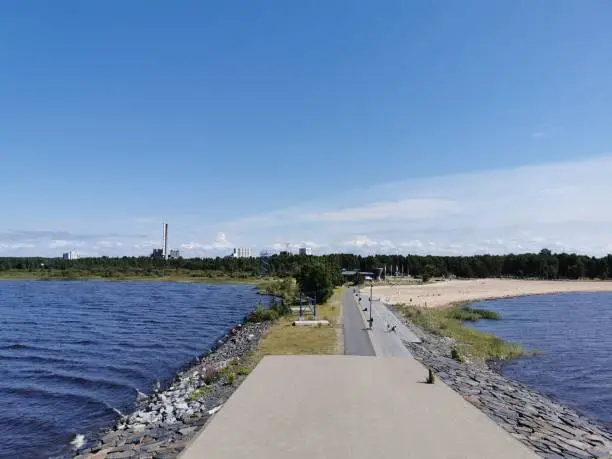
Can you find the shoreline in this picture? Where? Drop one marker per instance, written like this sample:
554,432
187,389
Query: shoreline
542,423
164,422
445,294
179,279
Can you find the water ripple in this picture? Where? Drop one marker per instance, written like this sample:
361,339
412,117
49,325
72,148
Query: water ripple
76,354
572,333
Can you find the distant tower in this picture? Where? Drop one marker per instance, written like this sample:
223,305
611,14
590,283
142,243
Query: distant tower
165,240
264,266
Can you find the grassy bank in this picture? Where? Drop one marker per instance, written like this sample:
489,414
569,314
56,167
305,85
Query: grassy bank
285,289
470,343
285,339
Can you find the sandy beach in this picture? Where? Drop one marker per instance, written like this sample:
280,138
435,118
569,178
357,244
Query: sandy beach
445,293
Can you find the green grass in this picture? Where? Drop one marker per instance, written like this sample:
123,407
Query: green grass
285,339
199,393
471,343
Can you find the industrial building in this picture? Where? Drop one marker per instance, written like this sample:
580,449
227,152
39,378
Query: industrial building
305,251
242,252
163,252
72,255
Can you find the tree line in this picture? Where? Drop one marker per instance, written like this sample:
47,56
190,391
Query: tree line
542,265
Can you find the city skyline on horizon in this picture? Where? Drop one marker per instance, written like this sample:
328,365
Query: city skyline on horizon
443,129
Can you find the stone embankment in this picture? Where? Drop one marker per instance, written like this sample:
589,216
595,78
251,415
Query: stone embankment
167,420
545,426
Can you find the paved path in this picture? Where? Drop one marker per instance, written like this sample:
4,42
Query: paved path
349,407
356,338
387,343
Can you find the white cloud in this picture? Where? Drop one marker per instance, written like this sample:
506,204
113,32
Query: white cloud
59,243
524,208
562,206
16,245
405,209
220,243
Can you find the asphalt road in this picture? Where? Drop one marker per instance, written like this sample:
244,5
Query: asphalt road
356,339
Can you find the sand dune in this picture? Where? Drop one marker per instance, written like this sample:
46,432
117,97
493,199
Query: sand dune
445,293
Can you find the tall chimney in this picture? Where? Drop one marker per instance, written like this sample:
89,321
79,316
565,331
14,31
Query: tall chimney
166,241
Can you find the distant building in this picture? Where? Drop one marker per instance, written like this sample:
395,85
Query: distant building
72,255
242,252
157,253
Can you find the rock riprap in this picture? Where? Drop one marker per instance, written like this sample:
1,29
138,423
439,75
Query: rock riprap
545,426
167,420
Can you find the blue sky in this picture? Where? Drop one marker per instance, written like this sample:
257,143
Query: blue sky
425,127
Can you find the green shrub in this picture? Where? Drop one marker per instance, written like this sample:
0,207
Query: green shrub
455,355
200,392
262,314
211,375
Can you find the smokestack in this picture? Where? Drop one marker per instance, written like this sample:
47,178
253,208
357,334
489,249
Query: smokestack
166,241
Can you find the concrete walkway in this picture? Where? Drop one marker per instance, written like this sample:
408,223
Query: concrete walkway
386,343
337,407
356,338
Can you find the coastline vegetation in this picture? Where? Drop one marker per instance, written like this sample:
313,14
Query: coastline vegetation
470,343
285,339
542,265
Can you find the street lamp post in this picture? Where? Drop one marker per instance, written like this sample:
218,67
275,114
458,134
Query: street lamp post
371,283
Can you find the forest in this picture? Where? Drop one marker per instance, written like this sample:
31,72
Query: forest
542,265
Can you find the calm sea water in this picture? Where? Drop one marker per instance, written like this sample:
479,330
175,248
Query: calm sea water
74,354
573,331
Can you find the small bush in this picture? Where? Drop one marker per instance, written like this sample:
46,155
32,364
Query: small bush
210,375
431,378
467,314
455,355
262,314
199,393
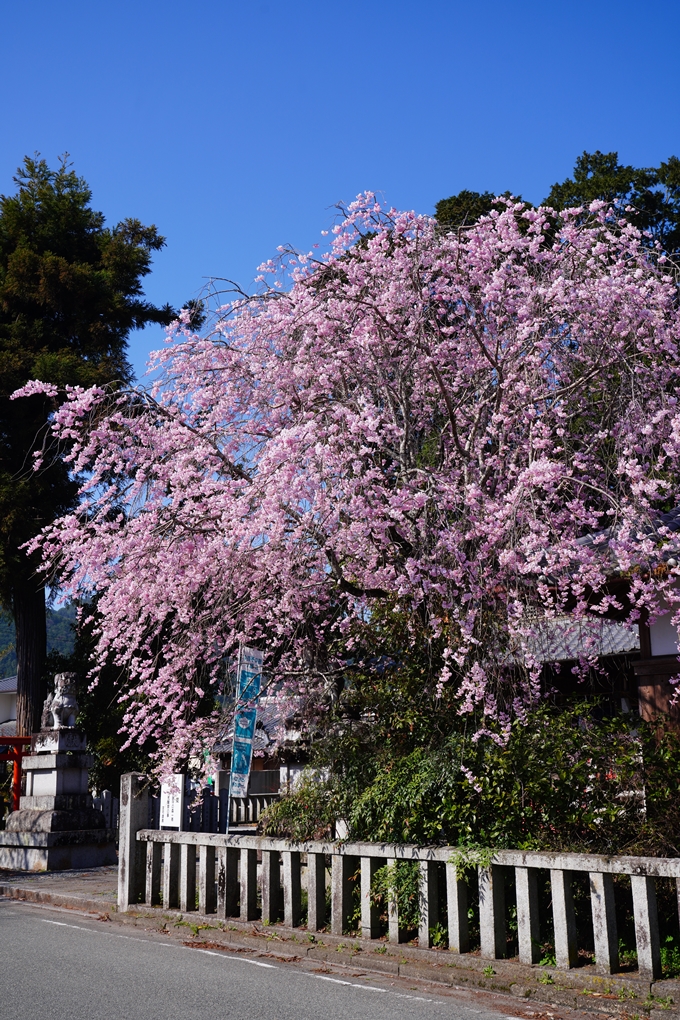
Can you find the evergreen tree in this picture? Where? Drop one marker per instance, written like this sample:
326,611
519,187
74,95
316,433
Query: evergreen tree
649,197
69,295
—————
» Instructions for the task
Print out the lines exactly, skipping any picture.

» The result
Can you find the shoreline in this picture? Where? Drop one marker per instance, written like this sample:
554,432
187,389
Query: shoreline
542,423
164,422
445,294
179,279
Can you find the water ripple in this picture? Where? Drop one marker per instance, written like this sample:
361,339
412,117
49,325
72,148
Query: water ripple
76,354
572,333
Can you find the distant tower in this picture? Where? Drop one marker per instance, written like this sample:
223,305
611,14
590,283
142,243
Query: distant tower
165,240
264,266
Can you find the grassy bank in this picture? Where? Drop one marker per instance, written like this sample:
489,414
569,314
56,167
305,85
Query: grassy bank
285,289
470,343
285,339
Can you find the sandy beach in this picture? Where? Drop one marker per instance, written like this sample:
280,138
435,118
569,178
357,244
Query: sandy beach
445,293
Can you find the green grass in this picture? Where? Drop one marker per instance, written like this sample:
123,407
Query: green grass
285,339
199,393
471,343
Can you find the industrial building in this picture? Where? Drop one marker per instance, written like this sample:
580,449
227,152
39,378
Query: industrial building
305,251
242,252
163,252
72,255
Can you find the tree line in this picture? Where? Drop one marker per instance, written like this sample:
47,56
190,391
Query: tree line
542,265
Can you find the city skyline on horizon in this picture? Where? Drop one marker per instance, written like this sample:
328,365
Query: city skyline on horizon
443,129
Can you find the stone embankment in this picture? Where? Drop one marker per instance, written like this sample:
589,216
595,78
251,415
Query: stone embankment
167,420
545,426
Can you find the paved path in this picture? Where? Drop one marker per instance, written like this sample:
4,42
Query: paved path
349,407
356,338
387,343
Can you find the white cloud in this picture? Where? Drop one marker per instance, written like this sample:
506,204
113,32
Query: white cloud
59,243
524,208
562,206
16,245
405,209
220,243
Can you find the asphalt road in this picture? Where? Drop one marker per instance, written like this sample:
244,5
Query: asphalt road
356,339
Can you find the sand dune in this picture? Where? Drop one marker per instance, written like this sample:
46,432
117,97
493,199
Query: sand dune
445,293
Can you find the tall chimney in this picture? Where? Drop one marker per instance, written like this sample:
89,321
79,316
565,331
14,31
Query: tall chimney
166,241
Can you find the distant building in this picture? Where? Drop one marker per instance, written like this sample:
395,85
Query: distant building
72,255
242,252
157,253
Can you find the rock riprap in this picture? Where? Drop one marker per instance, written like this sample:
1,29
138,423
439,75
Query: rock riprap
545,426
167,420
Can you find the blue sky in this picture? Where? Drop one marker per instance, written like this sample:
257,143
Query: blue sky
425,127
Can you find the green shrub in this picture? Where? Drop one marker per instance, written like this sample:
0,207
Query: green shrub
455,355
200,392
262,314
211,375
Can you find the smokestack in this picture? Where? Drop one marker per instance, written like this sample:
47,178
253,208
357,334
489,249
Query: smokestack
166,241
Can you find the concrete walkway in this picture? Where? Drop one marker per instance, written like this sample:
408,223
Query: concrete walkway
386,343
337,407
356,338
Can you find the coastline vegetation in this picture? Where? Drop one marker per instance, written like this sample:
313,14
Query: coastline vegetation
470,343
285,339
542,265
Can you find the street lamp post in this picture? Where? Drop one marker per instance, written like this sample:
218,67
275,114
458,134
Query: street lamp post
371,283
Can you find the forest in this picture? Where? Drop one marker per instance, written like this sample:
31,72
Query: forest
542,265
Can you find the calm sea water in this picture? Where? Drop one marker per instance, written like this sample:
479,330
175,248
Query: calm sea water
74,354
573,331
Can you find the small bush in this picture? Where? Drop one marker per instance, written like this sample:
46,155
32,364
Query: small bush
210,375
431,378
467,314
455,355
262,314
199,393
Can you find the evergreen tree in this picture? Where? Drop one marker per instance, written like this sample:
326,611
519,187
74,95
316,433
Query: evergreen tree
649,197
69,295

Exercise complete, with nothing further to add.